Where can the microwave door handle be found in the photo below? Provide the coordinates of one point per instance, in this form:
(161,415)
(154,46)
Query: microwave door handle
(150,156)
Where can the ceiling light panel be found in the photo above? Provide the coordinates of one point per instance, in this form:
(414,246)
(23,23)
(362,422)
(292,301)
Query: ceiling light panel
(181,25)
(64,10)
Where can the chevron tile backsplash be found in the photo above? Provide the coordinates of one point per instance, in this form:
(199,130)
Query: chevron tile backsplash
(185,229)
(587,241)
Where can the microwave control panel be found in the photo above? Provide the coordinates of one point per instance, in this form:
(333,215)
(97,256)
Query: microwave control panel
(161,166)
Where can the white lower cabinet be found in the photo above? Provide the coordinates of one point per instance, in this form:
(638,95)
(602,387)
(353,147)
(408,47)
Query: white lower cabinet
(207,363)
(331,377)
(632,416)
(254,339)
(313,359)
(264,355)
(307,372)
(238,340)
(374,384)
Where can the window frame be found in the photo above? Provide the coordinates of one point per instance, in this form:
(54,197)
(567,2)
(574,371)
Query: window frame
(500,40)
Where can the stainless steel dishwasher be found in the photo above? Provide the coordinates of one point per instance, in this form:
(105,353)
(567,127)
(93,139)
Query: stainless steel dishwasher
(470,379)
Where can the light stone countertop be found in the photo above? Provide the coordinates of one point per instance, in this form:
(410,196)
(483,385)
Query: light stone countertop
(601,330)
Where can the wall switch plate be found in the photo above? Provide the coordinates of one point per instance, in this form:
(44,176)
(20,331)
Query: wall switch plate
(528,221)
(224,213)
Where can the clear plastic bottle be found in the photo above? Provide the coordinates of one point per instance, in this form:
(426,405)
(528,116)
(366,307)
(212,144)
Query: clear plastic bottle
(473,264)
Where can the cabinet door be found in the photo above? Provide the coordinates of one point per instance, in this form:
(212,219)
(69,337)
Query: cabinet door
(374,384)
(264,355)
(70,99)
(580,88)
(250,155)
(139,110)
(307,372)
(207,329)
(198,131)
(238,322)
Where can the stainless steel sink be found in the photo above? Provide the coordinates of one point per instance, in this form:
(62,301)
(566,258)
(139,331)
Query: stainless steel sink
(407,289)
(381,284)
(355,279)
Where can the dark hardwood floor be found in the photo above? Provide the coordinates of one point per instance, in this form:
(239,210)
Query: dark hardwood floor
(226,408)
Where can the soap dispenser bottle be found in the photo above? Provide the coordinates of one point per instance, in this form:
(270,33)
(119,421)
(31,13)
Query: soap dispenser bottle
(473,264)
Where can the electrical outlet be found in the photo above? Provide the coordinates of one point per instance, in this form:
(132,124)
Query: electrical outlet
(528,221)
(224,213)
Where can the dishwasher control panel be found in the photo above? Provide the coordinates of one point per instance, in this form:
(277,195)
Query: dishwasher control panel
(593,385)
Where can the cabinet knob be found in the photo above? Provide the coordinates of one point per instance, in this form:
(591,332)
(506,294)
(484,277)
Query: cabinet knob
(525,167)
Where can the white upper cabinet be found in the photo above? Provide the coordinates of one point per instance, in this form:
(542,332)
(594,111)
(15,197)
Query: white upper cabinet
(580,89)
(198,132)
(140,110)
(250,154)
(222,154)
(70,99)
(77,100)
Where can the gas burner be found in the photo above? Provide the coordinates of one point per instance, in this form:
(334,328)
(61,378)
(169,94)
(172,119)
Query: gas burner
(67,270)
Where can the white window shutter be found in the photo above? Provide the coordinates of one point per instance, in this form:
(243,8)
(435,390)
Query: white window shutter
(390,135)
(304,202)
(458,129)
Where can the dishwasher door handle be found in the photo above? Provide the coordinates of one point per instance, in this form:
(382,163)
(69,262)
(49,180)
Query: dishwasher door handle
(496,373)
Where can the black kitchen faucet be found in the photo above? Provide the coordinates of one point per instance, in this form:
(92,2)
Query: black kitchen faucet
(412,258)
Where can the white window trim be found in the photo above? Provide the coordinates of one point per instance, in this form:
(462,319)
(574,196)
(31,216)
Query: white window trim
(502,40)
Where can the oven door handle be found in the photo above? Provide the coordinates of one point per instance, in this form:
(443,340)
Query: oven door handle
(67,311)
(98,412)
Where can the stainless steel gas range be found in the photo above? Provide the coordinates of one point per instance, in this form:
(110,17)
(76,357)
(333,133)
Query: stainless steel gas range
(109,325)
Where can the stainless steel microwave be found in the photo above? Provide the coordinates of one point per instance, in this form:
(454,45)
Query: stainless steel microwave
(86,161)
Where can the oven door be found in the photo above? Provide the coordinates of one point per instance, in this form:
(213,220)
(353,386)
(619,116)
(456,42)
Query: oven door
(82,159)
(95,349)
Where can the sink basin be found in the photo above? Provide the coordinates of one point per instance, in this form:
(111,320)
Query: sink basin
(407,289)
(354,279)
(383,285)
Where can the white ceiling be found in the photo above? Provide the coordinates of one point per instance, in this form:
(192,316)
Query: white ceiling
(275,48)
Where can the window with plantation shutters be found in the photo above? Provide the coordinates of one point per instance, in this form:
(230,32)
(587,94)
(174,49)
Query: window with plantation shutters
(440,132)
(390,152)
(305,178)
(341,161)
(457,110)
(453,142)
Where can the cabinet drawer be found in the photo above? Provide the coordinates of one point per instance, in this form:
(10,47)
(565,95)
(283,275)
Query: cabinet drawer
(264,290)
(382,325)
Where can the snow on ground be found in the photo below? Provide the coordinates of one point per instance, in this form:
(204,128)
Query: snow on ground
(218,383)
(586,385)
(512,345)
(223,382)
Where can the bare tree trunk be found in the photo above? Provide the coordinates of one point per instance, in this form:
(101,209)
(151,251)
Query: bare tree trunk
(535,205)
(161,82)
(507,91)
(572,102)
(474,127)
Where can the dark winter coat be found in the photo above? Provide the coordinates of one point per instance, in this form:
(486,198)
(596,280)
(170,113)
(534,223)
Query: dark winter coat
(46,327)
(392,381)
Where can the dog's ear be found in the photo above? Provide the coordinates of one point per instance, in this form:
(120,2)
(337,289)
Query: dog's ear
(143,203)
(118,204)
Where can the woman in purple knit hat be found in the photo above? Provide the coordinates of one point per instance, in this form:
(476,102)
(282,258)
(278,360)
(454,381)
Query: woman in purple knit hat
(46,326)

────────────────────

__Instructions for the task__. Extract all the material, leaving every line as it is.

__Response to the task__.
Where can the microwave door handle be found in the photo below? Provide the coordinates of one point per instance, in this form:
(161,415)
(154,46)
Query: microwave door handle
(150,156)
Where can the ceiling light panel be found in the photo above? Provide the coordinates of one point per instance, in this form:
(414,246)
(23,23)
(362,422)
(292,301)
Query: ceiling light panel
(181,25)
(64,10)
Where can the chevron tile backsplash be found in the photo above? Provide the coordinates of one point per instance, in this form:
(199,130)
Query: chevron tile backsplash
(185,229)
(587,241)
Where can the microwave control panel be found in the photo above? Provide the coordinates of one point per instance, in this form:
(333,215)
(97,256)
Query: microwave control panel
(161,166)
Where can the white lower cabinet be found in the photo above? Provide the coordinates of one point per instance, in this form:
(638,95)
(602,387)
(353,147)
(408,47)
Query: white lower cabinet
(207,363)
(331,377)
(632,416)
(254,339)
(313,359)
(264,355)
(307,372)
(238,340)
(374,384)
Where can the window frame be found in the photo above? Provide the coordinates of one point per instance, in this form:
(54,197)
(567,2)
(574,371)
Query: window frame
(500,40)
Where can the stainless steel dishwasher be found in the photo above? Provide the coordinates of one point per instance, in this form:
(105,353)
(567,127)
(93,139)
Query: stainless steel dishwasher
(470,379)
Where can the light stone countertop be found in the photo above? Provide the coordinates of one point per instance, in this form:
(410,196)
(483,385)
Query: light stone countertop
(601,330)
Where can the wall switch plate be found in the photo above? Provide the coordinates of one point per instance, in this form:
(44,176)
(20,331)
Query: wall switch plate
(528,221)
(224,213)
Where can the clear plastic bottle be found in the photo above? Provide the coordinates of one point per instance, in this form:
(426,405)
(528,116)
(366,307)
(212,144)
Query: clear plastic bottle
(473,264)
Where can the cabinet door be found in the photo above? Provide the coordinates of one point per instance, in this form:
(212,219)
(69,337)
Query: cabinet door
(374,384)
(264,355)
(70,99)
(580,88)
(250,155)
(139,110)
(307,372)
(207,329)
(198,131)
(238,322)
Where can the stainless steel sink be found in the photo above? Provide the coordinates of one point per instance, in this form:
(62,301)
(566,258)
(139,331)
Query: stainless steel sink
(407,289)
(381,284)
(355,279)
Where can the dark hardwood floor be found in the photo above? Provide the coordinates of one point per instance, in this form:
(239,210)
Query: dark hardwood floor
(226,408)
Where can the soap dispenser bottle be found in the photo above? Provide the coordinates of one point per instance, in this form:
(270,33)
(119,421)
(31,13)
Query: soap dispenser bottle
(473,264)
Where can the electrical outlet be found in the photo above? Provide the coordinates of one point per instance, in this form:
(132,124)
Query: electrical outlet
(528,221)
(224,213)
Where can the dishwasher control panel be found in the photo above? Provide the coordinates of one point per instance, in this form:
(277,195)
Query: dishwasher control panel
(593,385)
Where can the cabinet knob be found in the photo above? Provide the coordinates of one point per instance, in this form:
(591,332)
(506,294)
(484,277)
Query: cabinet knob
(525,167)
Where can the white upper cabinet be found in the photo above? Provide the coordinates of one point per instance, in this form:
(542,332)
(594,111)
(15,197)
Query: white upper cabinet
(580,89)
(198,132)
(140,110)
(250,154)
(222,154)
(70,99)
(77,100)
Where can the gas burner be found in the photo above? Provide the coordinates of one point per instance, in this form:
(334,328)
(61,378)
(169,94)
(172,119)
Query: gas burner
(67,270)
Where can the white window shutter be found in the photo above? Provide the coordinates of one point per instance, in this form:
(243,8)
(435,390)
Query: white window shutter
(390,135)
(304,202)
(458,129)
Where can the dishwasher door handle be found in the photo above? Provide the coordinates of one point per instance, in this form:
(382,163)
(69,262)
(49,180)
Query: dishwasher door handle
(496,373)
Where can the black kitchen faucet be found in the photo above? Provide the coordinates of one point per instance, in this form:
(92,2)
Query: black kitchen faucet
(412,258)
Where can the white window trim be found in the photo above? Provide the coordinates of one point per instance, in this form:
(462,319)
(574,196)
(31,216)
Query: white window trim
(502,40)
Where can the oven door handle be found in the photo above? Provide the coordinates of one point per instance, in this form:
(443,340)
Query: oven door handle
(67,311)
(98,412)
Where can the stainless steel gas range be found in the photo above? Provide the coordinates of one point per instance, in this form:
(110,17)
(76,357)
(333,133)
Query: stainless steel gas range
(109,325)
Where can the stainless steel microwave be found in the photo above? Provide the coordinates of one point per instance, in this form:
(454,45)
Query: stainless steel microwave
(86,161)
Where can the oven door be found in the photo above? Provide the coordinates of one point per instance, in this form:
(213,220)
(353,386)
(619,116)
(456,42)
Query: oven door
(82,159)
(95,349)
Where can the sink basin be found in the photo above? Provide the coordinates of one point per instance, in this form:
(111,320)
Query: sink basin
(407,289)
(354,279)
(383,285)
Where can the white ceiling be found in the photo above? Provide the coordinates of one point per instance, in this form:
(192,316)
Query: white ceiling
(275,48)
Where can the window with plantation shutters be found in the photo above? Provide the coordinates of one point per instance, in this form:
(230,32)
(587,94)
(174,49)
Query: window with plantation shutters
(440,132)
(390,152)
(305,178)
(341,161)
(457,110)
(453,142)
Where can the cabinet drawer be found in the photo above? Provide the coordinates of one point per instance, in this form:
(10,47)
(565,95)
(283,275)
Query: cabinet drawer
(264,290)
(382,325)
Where can the snow on ground be found in the photo below? Provide the coordinates of one point per instance, in this form:
(204,128)
Query: snow on ground
(218,383)
(586,385)
(512,345)
(223,382)
Where can the bare tree trunk be found in the photo above? Provide the coordinates of one point per instance, in this form:
(101,209)
(151,251)
Query: bare tree trunk
(535,205)
(161,82)
(507,91)
(572,102)
(474,127)
Where can the dark winter coat be found in the photo above? Provide the coordinates of one point per instance, in this form:
(486,198)
(596,280)
(170,113)
(534,223)
Query: dark winter coat
(46,327)
(392,381)
Where can the dog's ear be found in the photo above? Provide the coordinates of one point per instance, in this form:
(120,2)
(337,289)
Query: dog's ear
(143,203)
(118,204)
Where can the woman in purple knit hat be found in the photo above? Provide the coordinates of one point per instance, in this form:
(476,102)
(282,258)
(278,360)
(454,381)
Query: woman in purple knit hat
(46,326)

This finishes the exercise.